#### [Aim of the task]
The records follow. Copy each one exactly.

#### [The input]
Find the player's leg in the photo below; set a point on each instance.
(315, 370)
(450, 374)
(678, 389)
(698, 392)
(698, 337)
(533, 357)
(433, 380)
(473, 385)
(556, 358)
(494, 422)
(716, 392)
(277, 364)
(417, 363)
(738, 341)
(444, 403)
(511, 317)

#### [Output below]
Find the player's leg in the photo below; set a point on each instance.
(315, 370)
(450, 374)
(678, 389)
(698, 392)
(698, 337)
(533, 357)
(433, 380)
(473, 385)
(556, 358)
(494, 422)
(716, 392)
(277, 364)
(417, 363)
(738, 341)
(444, 403)
(511, 317)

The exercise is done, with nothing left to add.